Pour la plupart des auteurs, Tibère n'éprouvait aucune affection pour ce fils qu'on lui imposait. Partageant la jalousie de Drusus II, écarté de son rôle légitime, il n'aurait eu que mépris et haine pour cet arriviste. Marie-Joseph Chénier pousse le propos encore plus loin : Tibère se dégoûte de ce fils imposé qui lui rappelle sa propre jeunesse, lorsqu'il était lui-même imposé à Auguste lors de son mariage avec Livie318. C'est une époque chargée de mauvais souvenirs qui lui revient en mémoire à chaque fois qu'il voit Germanicus.

La jalousie pique Tibère : l'homme mûr et morose supporte mal de voir ce jeune homme affable bénéficier de plus d'égard que lui. Il est le prince, le premier des Romains, et pourtant un « enfant » lui est préféré319. Cette colère transparaît dans la tragédie de M.-.J. Chénier :

Vous, ne m'accablez pas sous tant de renommée.
Avant Germanicus j'ai commandé l'armée.
On se souvient du temps où les Parthes vaincus,
Rendaient à mes exploits les drapeaux de Crassus ;
(...)
Quand Varus expiait d'imprudentes terreurs,
Aux champs illyriens j'arrêtais ses vainqueurs ;
Mon front ceignit deux fois la palme triomphale.

> [LIGNES DE DONNÉES]
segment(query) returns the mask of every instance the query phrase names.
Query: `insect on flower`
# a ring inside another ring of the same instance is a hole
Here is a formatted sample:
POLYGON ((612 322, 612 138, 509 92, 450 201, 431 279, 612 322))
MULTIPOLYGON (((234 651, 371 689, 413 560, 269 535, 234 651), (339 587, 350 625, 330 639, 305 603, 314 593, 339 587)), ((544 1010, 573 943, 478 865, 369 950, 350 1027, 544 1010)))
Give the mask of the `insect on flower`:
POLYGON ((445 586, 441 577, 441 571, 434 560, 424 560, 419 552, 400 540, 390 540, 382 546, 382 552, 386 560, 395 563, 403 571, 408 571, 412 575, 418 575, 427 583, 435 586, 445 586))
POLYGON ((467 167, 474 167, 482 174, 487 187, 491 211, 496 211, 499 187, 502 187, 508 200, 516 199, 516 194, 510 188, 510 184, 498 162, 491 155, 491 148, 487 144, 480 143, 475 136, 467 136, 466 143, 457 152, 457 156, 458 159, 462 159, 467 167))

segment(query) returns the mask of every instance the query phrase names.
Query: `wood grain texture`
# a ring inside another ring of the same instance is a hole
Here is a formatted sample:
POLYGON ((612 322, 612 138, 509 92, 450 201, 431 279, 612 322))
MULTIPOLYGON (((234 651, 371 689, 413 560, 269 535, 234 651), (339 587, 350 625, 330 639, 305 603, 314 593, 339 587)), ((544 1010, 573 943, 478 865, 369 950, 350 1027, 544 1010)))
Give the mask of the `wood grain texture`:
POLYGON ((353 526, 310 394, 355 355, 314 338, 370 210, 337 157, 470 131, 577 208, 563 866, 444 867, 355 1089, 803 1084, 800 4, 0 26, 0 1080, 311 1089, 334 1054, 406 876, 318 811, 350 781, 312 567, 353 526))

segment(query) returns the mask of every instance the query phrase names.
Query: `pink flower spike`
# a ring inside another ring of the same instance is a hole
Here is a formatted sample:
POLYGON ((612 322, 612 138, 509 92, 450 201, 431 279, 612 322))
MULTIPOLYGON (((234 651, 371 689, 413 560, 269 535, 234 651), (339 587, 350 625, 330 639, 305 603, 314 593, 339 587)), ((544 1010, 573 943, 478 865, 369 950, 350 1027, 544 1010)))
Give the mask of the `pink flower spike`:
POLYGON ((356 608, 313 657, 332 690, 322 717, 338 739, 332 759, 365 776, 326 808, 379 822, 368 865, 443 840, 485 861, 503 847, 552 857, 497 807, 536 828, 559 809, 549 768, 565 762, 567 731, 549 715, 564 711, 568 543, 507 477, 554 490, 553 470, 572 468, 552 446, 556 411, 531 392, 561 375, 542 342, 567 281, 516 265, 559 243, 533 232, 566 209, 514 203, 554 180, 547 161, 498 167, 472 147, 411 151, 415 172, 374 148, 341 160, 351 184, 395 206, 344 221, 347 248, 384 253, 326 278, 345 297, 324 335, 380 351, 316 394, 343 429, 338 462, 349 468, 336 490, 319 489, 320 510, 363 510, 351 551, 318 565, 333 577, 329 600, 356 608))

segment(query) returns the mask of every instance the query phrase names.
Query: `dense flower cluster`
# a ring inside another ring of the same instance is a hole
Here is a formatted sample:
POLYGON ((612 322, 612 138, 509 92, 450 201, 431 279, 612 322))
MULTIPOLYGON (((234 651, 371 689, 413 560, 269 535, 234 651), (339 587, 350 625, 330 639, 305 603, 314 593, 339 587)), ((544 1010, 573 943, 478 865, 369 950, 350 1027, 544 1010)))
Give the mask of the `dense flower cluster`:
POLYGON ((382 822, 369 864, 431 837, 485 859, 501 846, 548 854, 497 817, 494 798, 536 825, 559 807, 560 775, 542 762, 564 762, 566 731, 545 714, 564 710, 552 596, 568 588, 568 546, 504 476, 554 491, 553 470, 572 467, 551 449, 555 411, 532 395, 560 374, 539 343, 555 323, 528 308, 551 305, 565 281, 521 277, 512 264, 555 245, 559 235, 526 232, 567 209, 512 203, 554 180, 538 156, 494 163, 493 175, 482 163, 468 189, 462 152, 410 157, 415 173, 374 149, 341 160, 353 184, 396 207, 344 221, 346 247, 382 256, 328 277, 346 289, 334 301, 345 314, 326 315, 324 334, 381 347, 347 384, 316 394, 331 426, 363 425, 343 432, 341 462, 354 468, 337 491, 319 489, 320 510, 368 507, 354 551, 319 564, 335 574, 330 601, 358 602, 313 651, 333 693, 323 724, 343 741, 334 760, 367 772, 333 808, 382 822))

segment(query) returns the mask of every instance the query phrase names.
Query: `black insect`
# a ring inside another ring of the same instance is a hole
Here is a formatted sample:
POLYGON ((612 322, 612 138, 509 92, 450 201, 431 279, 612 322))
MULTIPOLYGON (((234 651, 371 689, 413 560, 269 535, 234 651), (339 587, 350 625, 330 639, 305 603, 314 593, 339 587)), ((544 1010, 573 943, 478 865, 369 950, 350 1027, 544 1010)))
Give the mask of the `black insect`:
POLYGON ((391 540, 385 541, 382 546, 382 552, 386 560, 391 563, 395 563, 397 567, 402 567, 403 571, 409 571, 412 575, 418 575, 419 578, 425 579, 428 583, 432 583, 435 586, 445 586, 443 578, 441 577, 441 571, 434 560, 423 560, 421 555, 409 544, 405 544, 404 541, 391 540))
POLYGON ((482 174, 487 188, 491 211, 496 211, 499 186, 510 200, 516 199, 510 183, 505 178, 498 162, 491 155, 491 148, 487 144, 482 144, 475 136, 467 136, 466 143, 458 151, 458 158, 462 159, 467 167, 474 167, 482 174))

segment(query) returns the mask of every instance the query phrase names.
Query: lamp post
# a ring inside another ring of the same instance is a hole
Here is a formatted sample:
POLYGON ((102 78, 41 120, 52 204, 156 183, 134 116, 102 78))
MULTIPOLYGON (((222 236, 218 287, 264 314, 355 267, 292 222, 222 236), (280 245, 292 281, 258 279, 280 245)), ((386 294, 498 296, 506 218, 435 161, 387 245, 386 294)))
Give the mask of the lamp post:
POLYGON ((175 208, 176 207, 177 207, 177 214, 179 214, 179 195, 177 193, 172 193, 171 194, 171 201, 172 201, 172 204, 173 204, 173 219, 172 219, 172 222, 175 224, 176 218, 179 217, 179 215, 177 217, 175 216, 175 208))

> [OBJECTIF 1] D'après l'extrait fourni, quelle époque Germanicus rappelle-t-il à Tibère selon Marie-Joseph Chénier ?
> [OBJECTIF 2] Résumez plus brièvement le paragraphe de l'extrait fourni qui commence par « Pour la plupart des auteurs », en gardant ses faits principaux.
> [OBJECTIF 3] Prolongez l'extrait sur Tibère et Germanicus à partir de l'endroit où il s'arrête.

> [RÉPONSE ATTENDUE 1] Il lui rappelle sa propre jeunesse, lorsqu'il était lui-même imposé à Auguste lors de son mariage avec Livie.

> [RÉPONSE ATTENDUE 2] La plupart des auteurs pensent que Tibère n'avait aucune affection pour ce fils qu'on lui imposait. Jaloux comme Drusus II, qui était écarté de son rôle légitime, il aurait méprisé et haï cet arriviste. Marie-Joseph Chénier va plus loin : Germanicus rappelait à Tibère sa jeunesse, quand lui-même avait été imposé à Auguste par son mariage avec Livie, une époque de mauvais souvenirs.

> [RÉPONSE ATTENDUE 3]
Je n'ai cependant pas, d'une gloire rivale,
Jusque dans son palais insulté l'Empereur,
Ni d'un peuple avili courtisé la faveur.320

Ces deux hommes sont trop différents pour s'entendre. Voir Germanicus est une douleur morale pour le prince. Ses détracteurs y voient une jalousie maladive, celle qui le pousse à cacher ses vices pour tenter de se faire apprécier - ne serait-ce qu'infiniment moins que Germanicus - ses défenseurs parlent d'une injustice tragique auquel ni l'un ni l'autre ne pouvaient échapper : Tibère était incapable d'être aimé, Germanicus ne pouvait chercher à être haï dans le seul but de ménager son père adoptif321.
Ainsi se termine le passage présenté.